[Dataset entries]
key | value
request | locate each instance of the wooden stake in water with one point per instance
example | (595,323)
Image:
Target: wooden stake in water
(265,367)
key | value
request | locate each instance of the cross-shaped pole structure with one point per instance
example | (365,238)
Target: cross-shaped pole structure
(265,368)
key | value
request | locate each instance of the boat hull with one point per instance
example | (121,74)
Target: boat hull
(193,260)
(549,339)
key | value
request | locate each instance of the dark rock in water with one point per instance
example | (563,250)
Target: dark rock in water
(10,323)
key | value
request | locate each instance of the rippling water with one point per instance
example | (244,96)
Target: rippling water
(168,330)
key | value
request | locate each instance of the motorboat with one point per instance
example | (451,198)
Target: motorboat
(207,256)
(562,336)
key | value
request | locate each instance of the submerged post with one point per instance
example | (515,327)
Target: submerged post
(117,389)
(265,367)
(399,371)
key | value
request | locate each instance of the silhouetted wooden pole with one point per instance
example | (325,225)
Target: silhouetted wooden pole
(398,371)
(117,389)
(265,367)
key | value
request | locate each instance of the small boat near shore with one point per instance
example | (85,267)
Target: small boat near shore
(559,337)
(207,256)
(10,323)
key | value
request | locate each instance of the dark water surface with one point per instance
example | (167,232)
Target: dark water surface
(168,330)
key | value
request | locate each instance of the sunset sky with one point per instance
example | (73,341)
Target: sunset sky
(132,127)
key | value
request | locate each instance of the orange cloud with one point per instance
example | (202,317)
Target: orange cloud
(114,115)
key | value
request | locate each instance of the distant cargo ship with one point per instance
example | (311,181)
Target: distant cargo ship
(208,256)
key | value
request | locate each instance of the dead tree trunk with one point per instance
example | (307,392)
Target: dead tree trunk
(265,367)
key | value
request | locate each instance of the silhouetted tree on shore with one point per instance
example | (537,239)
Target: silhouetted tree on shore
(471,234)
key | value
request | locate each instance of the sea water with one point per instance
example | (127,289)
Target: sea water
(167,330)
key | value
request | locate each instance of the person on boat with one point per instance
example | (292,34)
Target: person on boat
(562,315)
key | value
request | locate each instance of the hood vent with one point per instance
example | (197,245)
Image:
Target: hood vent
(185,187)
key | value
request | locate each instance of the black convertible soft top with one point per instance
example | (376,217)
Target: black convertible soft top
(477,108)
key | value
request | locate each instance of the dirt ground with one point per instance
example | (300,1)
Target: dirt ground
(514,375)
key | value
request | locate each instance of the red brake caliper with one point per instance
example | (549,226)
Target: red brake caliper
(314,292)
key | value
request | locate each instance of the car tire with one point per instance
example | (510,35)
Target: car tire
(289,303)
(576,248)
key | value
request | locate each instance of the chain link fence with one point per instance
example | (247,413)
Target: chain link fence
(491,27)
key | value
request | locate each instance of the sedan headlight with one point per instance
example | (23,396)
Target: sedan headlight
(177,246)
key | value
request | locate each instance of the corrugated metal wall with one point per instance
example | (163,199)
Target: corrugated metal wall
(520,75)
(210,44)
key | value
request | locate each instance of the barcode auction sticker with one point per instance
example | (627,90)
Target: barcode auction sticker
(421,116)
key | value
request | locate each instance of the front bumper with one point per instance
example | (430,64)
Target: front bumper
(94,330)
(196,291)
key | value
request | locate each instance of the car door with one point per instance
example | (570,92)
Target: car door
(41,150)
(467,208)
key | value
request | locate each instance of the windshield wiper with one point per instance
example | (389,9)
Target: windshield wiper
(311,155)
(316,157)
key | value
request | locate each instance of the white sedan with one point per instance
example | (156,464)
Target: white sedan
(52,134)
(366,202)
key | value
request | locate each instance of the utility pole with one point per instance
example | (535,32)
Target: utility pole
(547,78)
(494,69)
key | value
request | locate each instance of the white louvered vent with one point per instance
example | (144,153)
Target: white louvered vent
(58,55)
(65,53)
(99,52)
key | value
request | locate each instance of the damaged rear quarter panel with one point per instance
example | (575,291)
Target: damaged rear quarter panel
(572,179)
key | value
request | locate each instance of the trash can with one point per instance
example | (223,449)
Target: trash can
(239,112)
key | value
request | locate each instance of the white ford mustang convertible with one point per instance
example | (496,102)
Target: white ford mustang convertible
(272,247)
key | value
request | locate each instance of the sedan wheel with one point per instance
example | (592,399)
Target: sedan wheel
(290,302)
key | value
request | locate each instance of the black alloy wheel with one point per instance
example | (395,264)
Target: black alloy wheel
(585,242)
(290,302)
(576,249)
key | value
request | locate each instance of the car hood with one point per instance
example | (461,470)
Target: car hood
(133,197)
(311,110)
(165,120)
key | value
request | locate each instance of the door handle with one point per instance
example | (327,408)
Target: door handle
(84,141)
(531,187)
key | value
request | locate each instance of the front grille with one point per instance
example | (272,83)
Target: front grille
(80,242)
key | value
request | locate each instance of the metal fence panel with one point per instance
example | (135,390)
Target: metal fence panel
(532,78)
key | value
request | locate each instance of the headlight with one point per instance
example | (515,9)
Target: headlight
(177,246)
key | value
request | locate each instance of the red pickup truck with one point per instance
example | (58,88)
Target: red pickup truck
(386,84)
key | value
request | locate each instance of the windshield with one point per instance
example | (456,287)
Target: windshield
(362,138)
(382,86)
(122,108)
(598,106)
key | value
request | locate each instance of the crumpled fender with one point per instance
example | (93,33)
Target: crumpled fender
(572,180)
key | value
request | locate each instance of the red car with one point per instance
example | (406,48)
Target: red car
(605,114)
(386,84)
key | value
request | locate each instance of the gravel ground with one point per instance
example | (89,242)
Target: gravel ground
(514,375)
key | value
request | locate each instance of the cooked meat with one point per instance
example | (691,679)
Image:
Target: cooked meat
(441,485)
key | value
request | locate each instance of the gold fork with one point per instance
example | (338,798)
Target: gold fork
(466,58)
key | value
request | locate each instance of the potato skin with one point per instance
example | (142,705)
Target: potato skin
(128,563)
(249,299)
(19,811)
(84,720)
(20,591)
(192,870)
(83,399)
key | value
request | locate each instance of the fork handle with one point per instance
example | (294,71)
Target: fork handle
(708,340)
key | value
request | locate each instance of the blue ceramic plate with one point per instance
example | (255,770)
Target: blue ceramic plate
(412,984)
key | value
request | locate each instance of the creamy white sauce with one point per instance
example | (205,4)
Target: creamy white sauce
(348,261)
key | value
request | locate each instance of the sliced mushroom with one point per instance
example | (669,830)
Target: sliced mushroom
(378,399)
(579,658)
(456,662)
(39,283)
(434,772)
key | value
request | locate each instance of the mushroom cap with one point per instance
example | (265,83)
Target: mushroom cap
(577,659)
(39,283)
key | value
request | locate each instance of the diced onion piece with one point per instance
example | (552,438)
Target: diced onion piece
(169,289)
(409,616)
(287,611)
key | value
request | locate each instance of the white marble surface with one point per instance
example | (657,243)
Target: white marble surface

* [Task to complete] Give back the lines of the data exactly as they are written, from the first line through the line containing "example | (365,238)".

* [Worked solution]
key | value
request | locate each instance of the wooden stake in water with one point per instance
example | (595,323)
Image:
Target: wooden stake in water
(265,367)
key | value
request | locate each instance of the cross-shaped pole structure with one point per instance
example | (365,238)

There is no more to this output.